Today is Human Rights Day, commemorating the day the United Nations General Assembly adopted the Universal Declaration of Human Rights (UDHR) in 1948. The theme this year is “Our Rights. Our Freedoms. Always.”… not as good as last year’s, but not bad.
This coming year is going to be a pretty big year for international human rights. 2016 will mark the 50th anniversary of the adoption of both the International Covenant on Economic, Social and Cultural Rights (ICESCR) and the International Covenant on Civil and Political Rights (ICCPR). Both were adopted 16 December 1966; the ICESCR came into effect 3 January 1976, and the ICCPR came into effect 23 March 1976. The UDHR may be the pretty face in international human rights, but it’s the ICESCR and the ICCPR that are the muscle – the UDHR is a mere declaration of what would be desirable, while the ICESCR and ICCPR are formal treaties. Together the UDHR, the ICESCR, the ICCPR, and the two Optional Protocols to the ICCPR make up the International Bill of Human Rights. Canada has signed all of these (though we only signed on to the second Optional Protocol, about the death penalty, in 2005).
Much ado is going to be made of the “Four Freedoms” that the International Bill of Rights is based on:
- freedom of speech
- freedom of belief
- freedom from want
- freedom from fear
The one atheists, humanists, and freethinkers are going to want to keep a close eye on is the second one in that list. I have worded it as “freedom of belief”, but if you look around, you’ll see it is often described with other words:
- freedom of religion
- freedom of worship
“Freedom of religion” is the most common way this freedom is described. Hence the well known nonbeliever rebuttal: “freedom from religion”, and its longer form “freedom of religion must include freedom from religion”. “Freedom of worship” is less commonly used these days, but I imagine you’re going to be hearing it a lot in the coming year. That’s because when US President Franklin D. Roosevelt first enumerated the four freedoms in his 1941 State of the Union Address, he used that term:
In the future days, which we seek to make secure, we look forward to a world founded upon four essential human freedoms. The first is freedom of speech and expression – everywhere in the world. The second is freedom of every person to worship God in his own way – everywhere in the world. The third is freedom from want – which, translated into world terms, means economic understandings which will secure to every nation a healthy peacetime life for its inhabitants – everywhere in the world. The fourth is freedom from fear – which, translated into world terms, means a world-wide reduction of armaments to such a point and in such a thorough fashion that no nation will be in a position to commit an act of physical aggression against any neighbour – anywhere in the world. That is no vision of a distant millennium. It is a definite basis for a kind of world attainable in our own time and generation.
Today, with 75 years’ hindsight, Roosevelt’s wording of that second freedom seems a little clumsy – if not outright ignorant and exclusionary. But you have to keep in mind that Roosevelt was making this speech in the middle of World War ⅠⅠ (although it was January 1941 at the time he made it, and the US was studiously keeping out the war – they wouldn’t get seriously involved until the Pearl Harbour attack in December). Given how quickly modern leaders are willing to throw away people’s basic human rights at the mere possibility of a single ISIS militant, Roosevelt’s stand in the face of the growing threat of Hitler, Hirohito, and even Stalin is frankly humbling.

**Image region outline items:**
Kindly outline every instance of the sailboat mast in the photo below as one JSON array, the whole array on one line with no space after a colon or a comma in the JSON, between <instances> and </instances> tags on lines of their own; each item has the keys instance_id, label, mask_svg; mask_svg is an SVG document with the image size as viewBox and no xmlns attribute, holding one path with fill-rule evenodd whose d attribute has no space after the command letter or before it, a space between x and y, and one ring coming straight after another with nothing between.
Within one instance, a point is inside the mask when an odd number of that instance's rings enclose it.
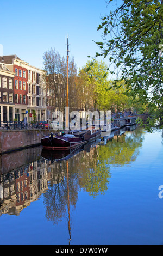
<instances>
[{"instance_id":1,"label":"sailboat mast","mask_svg":"<svg viewBox=\"0 0 163 256\"><path fill-rule=\"evenodd\" d=\"M69 44L68 34L67 36L67 88L66 88L66 107L68 106L68 58L69 58Z\"/></svg>"},{"instance_id":2,"label":"sailboat mast","mask_svg":"<svg viewBox=\"0 0 163 256\"><path fill-rule=\"evenodd\" d=\"M67 87L66 87L66 127L68 128L68 119L69 118L68 113L68 53L69 53L69 44L68 44L68 34L67 36Z\"/></svg>"}]
</instances>

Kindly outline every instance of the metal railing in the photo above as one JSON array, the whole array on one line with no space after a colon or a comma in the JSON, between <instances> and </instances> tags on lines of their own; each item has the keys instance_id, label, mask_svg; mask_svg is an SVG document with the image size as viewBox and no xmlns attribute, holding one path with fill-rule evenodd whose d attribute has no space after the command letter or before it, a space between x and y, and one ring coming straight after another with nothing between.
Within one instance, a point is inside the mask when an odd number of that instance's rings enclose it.
<instances>
[{"instance_id":1,"label":"metal railing","mask_svg":"<svg viewBox=\"0 0 163 256\"><path fill-rule=\"evenodd\" d=\"M1 123L1 130L49 129L48 124L11 121Z\"/></svg>"}]
</instances>

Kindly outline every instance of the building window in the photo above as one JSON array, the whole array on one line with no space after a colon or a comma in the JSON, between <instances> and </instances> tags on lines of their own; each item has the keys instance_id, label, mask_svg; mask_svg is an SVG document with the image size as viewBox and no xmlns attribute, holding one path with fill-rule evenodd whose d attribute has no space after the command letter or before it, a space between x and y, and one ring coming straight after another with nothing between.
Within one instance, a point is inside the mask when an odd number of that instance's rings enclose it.
<instances>
[{"instance_id":1,"label":"building window","mask_svg":"<svg viewBox=\"0 0 163 256\"><path fill-rule=\"evenodd\" d=\"M23 82L23 90L26 90L26 82Z\"/></svg>"},{"instance_id":2,"label":"building window","mask_svg":"<svg viewBox=\"0 0 163 256\"><path fill-rule=\"evenodd\" d=\"M17 69L15 69L15 76L18 76Z\"/></svg>"},{"instance_id":3,"label":"building window","mask_svg":"<svg viewBox=\"0 0 163 256\"><path fill-rule=\"evenodd\" d=\"M2 77L2 87L3 88L7 88L7 80L6 77Z\"/></svg>"},{"instance_id":4,"label":"building window","mask_svg":"<svg viewBox=\"0 0 163 256\"><path fill-rule=\"evenodd\" d=\"M13 107L9 107L9 120L13 121Z\"/></svg>"},{"instance_id":5,"label":"building window","mask_svg":"<svg viewBox=\"0 0 163 256\"><path fill-rule=\"evenodd\" d=\"M7 97L8 97L7 93L3 92L3 102L8 102Z\"/></svg>"},{"instance_id":6,"label":"building window","mask_svg":"<svg viewBox=\"0 0 163 256\"><path fill-rule=\"evenodd\" d=\"M19 89L20 90L22 89L22 82L21 81L19 81Z\"/></svg>"},{"instance_id":7,"label":"building window","mask_svg":"<svg viewBox=\"0 0 163 256\"><path fill-rule=\"evenodd\" d=\"M18 89L18 82L17 80L15 80L15 88Z\"/></svg>"},{"instance_id":8,"label":"building window","mask_svg":"<svg viewBox=\"0 0 163 256\"><path fill-rule=\"evenodd\" d=\"M19 95L19 103L22 103L22 95L21 94L20 94Z\"/></svg>"},{"instance_id":9,"label":"building window","mask_svg":"<svg viewBox=\"0 0 163 256\"><path fill-rule=\"evenodd\" d=\"M28 70L28 79L31 79L30 70Z\"/></svg>"},{"instance_id":10,"label":"building window","mask_svg":"<svg viewBox=\"0 0 163 256\"><path fill-rule=\"evenodd\" d=\"M7 107L3 106L3 121L7 122Z\"/></svg>"},{"instance_id":11,"label":"building window","mask_svg":"<svg viewBox=\"0 0 163 256\"><path fill-rule=\"evenodd\" d=\"M28 101L29 101L28 105L30 106L31 105L31 97L29 97Z\"/></svg>"},{"instance_id":12,"label":"building window","mask_svg":"<svg viewBox=\"0 0 163 256\"><path fill-rule=\"evenodd\" d=\"M36 105L36 97L33 97L33 106L35 106Z\"/></svg>"},{"instance_id":13,"label":"building window","mask_svg":"<svg viewBox=\"0 0 163 256\"><path fill-rule=\"evenodd\" d=\"M23 104L26 104L26 96L23 95Z\"/></svg>"},{"instance_id":14,"label":"building window","mask_svg":"<svg viewBox=\"0 0 163 256\"><path fill-rule=\"evenodd\" d=\"M15 94L15 103L18 103L18 95L17 94Z\"/></svg>"},{"instance_id":15,"label":"building window","mask_svg":"<svg viewBox=\"0 0 163 256\"><path fill-rule=\"evenodd\" d=\"M20 112L19 112L19 109L18 108L15 108L15 119L18 121L18 122L20 121Z\"/></svg>"},{"instance_id":16,"label":"building window","mask_svg":"<svg viewBox=\"0 0 163 256\"><path fill-rule=\"evenodd\" d=\"M13 93L9 93L9 103L13 103Z\"/></svg>"},{"instance_id":17,"label":"building window","mask_svg":"<svg viewBox=\"0 0 163 256\"><path fill-rule=\"evenodd\" d=\"M36 72L33 72L33 80L34 80L34 81L36 81Z\"/></svg>"},{"instance_id":18,"label":"building window","mask_svg":"<svg viewBox=\"0 0 163 256\"><path fill-rule=\"evenodd\" d=\"M35 84L33 85L33 94L36 94L36 86Z\"/></svg>"},{"instance_id":19,"label":"building window","mask_svg":"<svg viewBox=\"0 0 163 256\"><path fill-rule=\"evenodd\" d=\"M12 79L9 79L9 89L12 90Z\"/></svg>"},{"instance_id":20,"label":"building window","mask_svg":"<svg viewBox=\"0 0 163 256\"><path fill-rule=\"evenodd\" d=\"M31 93L31 85L30 83L28 84L28 93Z\"/></svg>"}]
</instances>

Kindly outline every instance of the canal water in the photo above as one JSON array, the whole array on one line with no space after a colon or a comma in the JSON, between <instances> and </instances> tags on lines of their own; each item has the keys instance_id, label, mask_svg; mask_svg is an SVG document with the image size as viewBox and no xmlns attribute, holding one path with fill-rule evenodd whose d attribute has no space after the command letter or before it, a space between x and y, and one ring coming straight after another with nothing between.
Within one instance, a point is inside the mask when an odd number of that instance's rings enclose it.
<instances>
[{"instance_id":1,"label":"canal water","mask_svg":"<svg viewBox=\"0 0 163 256\"><path fill-rule=\"evenodd\" d=\"M113 135L2 155L0 244L163 244L162 133Z\"/></svg>"}]
</instances>

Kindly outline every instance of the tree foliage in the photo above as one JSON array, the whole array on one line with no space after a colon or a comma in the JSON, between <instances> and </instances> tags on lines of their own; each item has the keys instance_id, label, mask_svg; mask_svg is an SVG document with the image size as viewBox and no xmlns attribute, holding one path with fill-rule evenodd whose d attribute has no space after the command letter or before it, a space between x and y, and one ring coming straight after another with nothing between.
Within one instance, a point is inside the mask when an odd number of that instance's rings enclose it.
<instances>
[{"instance_id":1,"label":"tree foliage","mask_svg":"<svg viewBox=\"0 0 163 256\"><path fill-rule=\"evenodd\" d=\"M108 7L113 9L114 2ZM163 0L123 0L98 28L103 33L103 41L96 42L101 51L96 56L109 57L110 72L117 75L115 83L124 80L128 94L147 104L149 131L156 121L163 127L162 17Z\"/></svg>"}]
</instances>

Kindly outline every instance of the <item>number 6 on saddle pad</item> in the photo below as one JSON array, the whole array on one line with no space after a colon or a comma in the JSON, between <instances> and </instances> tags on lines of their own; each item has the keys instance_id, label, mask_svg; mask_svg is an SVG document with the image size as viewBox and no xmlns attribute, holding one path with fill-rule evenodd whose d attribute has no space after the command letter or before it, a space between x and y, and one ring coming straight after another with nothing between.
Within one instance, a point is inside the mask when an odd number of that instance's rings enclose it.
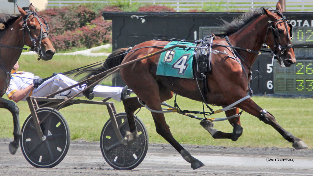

**Task brief:**
Reproduce the stretch of the Human Rights Day post from "Today is Human" through "but not bad.".

**Task result:**
Today is Human Rights Day, commemorating the day the United Nations General Assembly adopted the Universal Declaration of Human Rights (UDHR) in 1948. The theme this year is “Our Rights. Our Freedoms. Always.”… not as good as last year’s, but not bad.